— Start Data in this exercise —

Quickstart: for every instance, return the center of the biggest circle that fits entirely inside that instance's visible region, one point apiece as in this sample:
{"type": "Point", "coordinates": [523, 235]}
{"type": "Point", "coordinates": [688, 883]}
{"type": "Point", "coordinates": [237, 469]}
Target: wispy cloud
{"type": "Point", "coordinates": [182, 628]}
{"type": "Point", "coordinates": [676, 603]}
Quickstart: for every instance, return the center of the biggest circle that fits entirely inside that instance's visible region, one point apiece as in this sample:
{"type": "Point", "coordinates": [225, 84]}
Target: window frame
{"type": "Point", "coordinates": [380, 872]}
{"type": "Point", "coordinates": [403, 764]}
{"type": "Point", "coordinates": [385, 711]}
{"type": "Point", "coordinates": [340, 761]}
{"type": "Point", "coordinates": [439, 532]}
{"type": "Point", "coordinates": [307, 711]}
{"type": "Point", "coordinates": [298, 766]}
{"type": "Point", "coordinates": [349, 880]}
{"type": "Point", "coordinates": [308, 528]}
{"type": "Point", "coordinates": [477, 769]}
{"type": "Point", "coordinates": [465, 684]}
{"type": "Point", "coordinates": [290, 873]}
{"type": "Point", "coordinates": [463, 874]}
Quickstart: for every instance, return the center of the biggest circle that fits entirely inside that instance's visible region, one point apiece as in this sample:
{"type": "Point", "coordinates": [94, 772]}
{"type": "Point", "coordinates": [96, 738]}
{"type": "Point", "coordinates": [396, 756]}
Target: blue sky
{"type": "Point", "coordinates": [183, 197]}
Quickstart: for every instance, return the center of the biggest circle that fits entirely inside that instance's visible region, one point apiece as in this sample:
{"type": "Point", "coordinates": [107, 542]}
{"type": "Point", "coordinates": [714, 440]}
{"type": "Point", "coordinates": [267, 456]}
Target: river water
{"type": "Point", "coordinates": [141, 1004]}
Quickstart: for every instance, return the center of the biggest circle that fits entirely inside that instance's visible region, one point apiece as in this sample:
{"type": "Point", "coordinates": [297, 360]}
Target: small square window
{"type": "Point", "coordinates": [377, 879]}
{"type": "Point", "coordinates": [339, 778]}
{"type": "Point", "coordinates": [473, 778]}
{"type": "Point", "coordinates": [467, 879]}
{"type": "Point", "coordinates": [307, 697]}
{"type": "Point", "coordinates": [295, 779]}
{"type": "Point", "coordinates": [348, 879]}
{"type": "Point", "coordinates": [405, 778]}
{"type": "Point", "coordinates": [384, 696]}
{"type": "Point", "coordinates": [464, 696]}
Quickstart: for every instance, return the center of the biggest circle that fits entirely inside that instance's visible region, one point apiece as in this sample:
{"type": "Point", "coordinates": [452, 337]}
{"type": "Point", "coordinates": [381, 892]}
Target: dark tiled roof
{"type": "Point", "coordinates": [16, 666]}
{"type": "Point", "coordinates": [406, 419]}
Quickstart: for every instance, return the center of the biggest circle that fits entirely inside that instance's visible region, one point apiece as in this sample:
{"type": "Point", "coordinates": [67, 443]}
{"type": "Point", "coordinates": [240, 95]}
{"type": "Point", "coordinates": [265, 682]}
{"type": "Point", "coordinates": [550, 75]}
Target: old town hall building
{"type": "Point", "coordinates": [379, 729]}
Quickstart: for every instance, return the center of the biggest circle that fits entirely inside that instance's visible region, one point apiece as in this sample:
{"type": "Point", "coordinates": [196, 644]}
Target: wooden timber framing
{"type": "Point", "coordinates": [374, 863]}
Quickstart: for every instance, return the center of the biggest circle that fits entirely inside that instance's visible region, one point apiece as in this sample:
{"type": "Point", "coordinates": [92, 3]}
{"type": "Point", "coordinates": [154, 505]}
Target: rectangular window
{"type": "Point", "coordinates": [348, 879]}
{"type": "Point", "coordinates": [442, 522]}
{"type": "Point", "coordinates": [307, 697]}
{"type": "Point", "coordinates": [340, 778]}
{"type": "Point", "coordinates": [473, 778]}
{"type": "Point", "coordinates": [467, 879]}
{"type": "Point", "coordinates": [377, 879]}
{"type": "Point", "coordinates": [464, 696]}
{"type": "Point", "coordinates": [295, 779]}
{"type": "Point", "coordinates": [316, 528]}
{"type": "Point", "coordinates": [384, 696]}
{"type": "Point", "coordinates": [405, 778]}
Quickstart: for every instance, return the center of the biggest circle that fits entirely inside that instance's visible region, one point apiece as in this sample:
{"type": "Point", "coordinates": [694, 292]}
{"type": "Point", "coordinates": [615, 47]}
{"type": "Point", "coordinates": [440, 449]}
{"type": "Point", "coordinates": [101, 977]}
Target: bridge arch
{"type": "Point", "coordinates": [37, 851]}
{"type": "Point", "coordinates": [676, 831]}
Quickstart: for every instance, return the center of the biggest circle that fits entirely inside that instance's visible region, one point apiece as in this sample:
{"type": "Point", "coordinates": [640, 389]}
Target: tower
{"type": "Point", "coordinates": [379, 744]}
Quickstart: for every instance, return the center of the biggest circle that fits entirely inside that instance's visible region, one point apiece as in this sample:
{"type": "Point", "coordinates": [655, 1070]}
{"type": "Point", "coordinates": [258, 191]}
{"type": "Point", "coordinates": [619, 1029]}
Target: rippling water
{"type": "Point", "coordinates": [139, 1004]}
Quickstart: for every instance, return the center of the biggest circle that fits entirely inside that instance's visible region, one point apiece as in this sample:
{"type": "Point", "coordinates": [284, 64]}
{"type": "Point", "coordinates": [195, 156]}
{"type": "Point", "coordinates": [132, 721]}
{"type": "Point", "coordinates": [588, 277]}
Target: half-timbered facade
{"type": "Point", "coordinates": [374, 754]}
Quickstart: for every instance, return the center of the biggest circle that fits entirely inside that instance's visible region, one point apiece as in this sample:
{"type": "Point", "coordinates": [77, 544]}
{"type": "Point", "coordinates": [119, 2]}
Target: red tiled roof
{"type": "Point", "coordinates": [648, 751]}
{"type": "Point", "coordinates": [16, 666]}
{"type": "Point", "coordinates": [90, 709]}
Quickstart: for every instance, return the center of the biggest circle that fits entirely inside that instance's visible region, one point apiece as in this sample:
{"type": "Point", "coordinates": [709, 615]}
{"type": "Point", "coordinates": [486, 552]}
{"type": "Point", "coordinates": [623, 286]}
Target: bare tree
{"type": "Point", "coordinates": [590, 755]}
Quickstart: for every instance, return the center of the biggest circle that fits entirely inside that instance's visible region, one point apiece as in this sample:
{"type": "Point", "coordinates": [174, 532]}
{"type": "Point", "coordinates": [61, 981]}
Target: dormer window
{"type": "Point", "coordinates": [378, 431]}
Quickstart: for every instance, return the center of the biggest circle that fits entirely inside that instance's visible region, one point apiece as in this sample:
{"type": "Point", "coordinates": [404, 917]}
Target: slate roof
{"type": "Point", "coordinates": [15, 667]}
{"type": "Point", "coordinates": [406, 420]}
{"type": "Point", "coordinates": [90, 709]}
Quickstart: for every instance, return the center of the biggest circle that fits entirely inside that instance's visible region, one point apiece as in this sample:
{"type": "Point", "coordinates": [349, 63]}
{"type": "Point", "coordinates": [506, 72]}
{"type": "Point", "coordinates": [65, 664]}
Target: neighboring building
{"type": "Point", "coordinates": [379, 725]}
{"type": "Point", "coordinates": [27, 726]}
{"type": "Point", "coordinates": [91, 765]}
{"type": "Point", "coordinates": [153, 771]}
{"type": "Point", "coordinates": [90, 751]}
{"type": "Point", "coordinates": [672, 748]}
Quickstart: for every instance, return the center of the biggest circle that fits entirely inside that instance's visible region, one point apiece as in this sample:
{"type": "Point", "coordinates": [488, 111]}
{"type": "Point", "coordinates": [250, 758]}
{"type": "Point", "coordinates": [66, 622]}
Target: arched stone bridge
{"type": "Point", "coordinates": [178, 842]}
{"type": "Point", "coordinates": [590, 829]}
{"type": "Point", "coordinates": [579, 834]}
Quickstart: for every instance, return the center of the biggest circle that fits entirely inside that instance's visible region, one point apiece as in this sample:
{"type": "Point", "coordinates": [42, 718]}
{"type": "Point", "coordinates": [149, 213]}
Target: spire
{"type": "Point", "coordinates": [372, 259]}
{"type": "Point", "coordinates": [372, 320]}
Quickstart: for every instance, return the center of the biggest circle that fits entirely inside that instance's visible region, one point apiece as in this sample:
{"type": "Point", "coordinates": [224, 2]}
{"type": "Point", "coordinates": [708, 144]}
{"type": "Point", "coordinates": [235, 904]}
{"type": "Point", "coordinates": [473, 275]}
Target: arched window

— End Data in this exercise —

▶ **Exercise objective**:
List every line of the records above that contains the word "tiled", with case counting.

▶ **Task solution**:
Target: dark tiled roof
Target: red tiled roof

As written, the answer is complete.